[EXCERPT]:
==============================

Returning to Firefox?


I wonder if it’s time to return to Firefox after an absence of two years and five months. After getting the new monitor, the higher res makes Firefox’s and Opera GX’s text rendering fairly similar (though Chrome, Vivaldi and Edge remain oddly poor, and Vivaldi’s tech people haven’t been able to replicate my bug). There’s a part of me that gravitates toward Firefox more than anything with a Google connection, and I imagine many Kiwis like backing underdogs.
   Here are some examples, bearing in mind Windows scales up to 125 per cent on QHD.

Vivaldi (Chrome renders like this, too)

Opera GX (and how Vivaldi used to render)


   Opera renders text slightly more widely than Firefox, but the subpixel rendering of both browsers is similar, though not identical. Type in Firefox arguably comes across with slightly less contrast than it should (especially for traditionally paper-based type, where I have a good idea of how it’s “supposed” to look) but I’m willing to experiment to see if I enjoy the switch back.
   In those 29 months, a lot has happened, with Navigational Sounds having vanished as an extension, and I had to get a new Speed Dial (FVD Speed Dial) to put on my favourite sites. FVD uninstalled itself earlier today without any intervention from me, so if that recurs, I’ll be switching to something else. I don’t like computer programs having a will of their own.
   A lot of my saved passwords no longer work, since I change them from time to time, and it was interesting to see what Firefox remembered from my last period of regular use. I’ll have to import some bookmarks, too—that file has been going between computers since Netscape.
   The big problem of 2017—Firefox eating through memory like crazy (6 Gbyte in a short time)—could be fixed now in 2020 by turning off hardware acceleration. It’s actually using less right now than Opera GX, and that’s another point in its favour.
   I also like the Facebook Container that keeps any trackers from Zuck and co. away.
   I did, however, have to get new extensions after having resided in the Vivaldi and Opera space for all that time, such as Privacy Badger.
   If I make Firefox the default I know I’ll have truly switched back. But that Opera GX sure is a good looking browser. I might have to look for some skins to make common-garden Firefox look smarter.

==============================

Data excerpts

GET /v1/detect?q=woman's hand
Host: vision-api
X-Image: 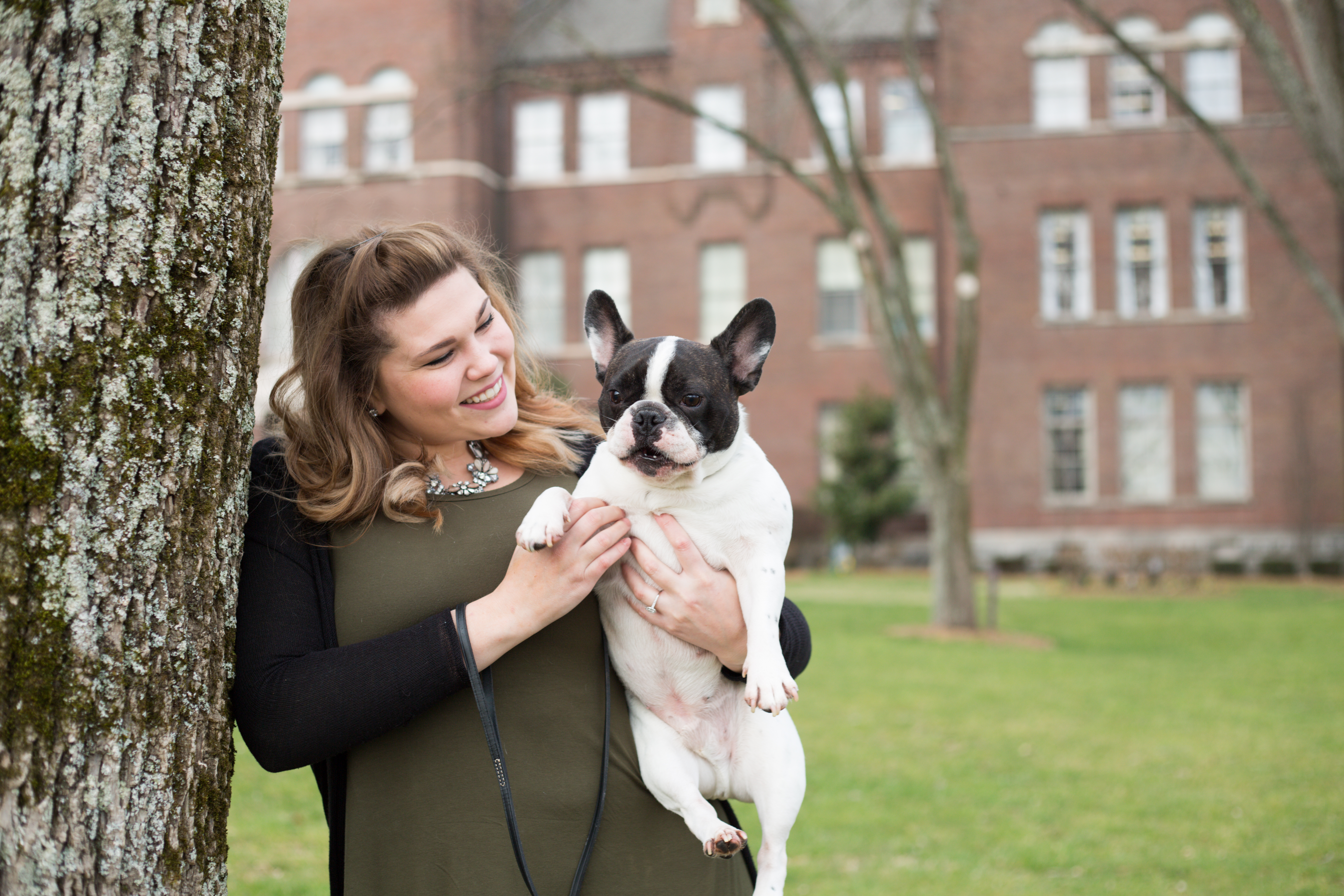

[466,498,630,669]
[621,513,747,672]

==============================

[YOUR GOAL]: In the post about returning to Firefox, what step fixed Firefox's heavy memory use in 2020?

[EXERCISE ANSWER]: Turning off hardware acceleration.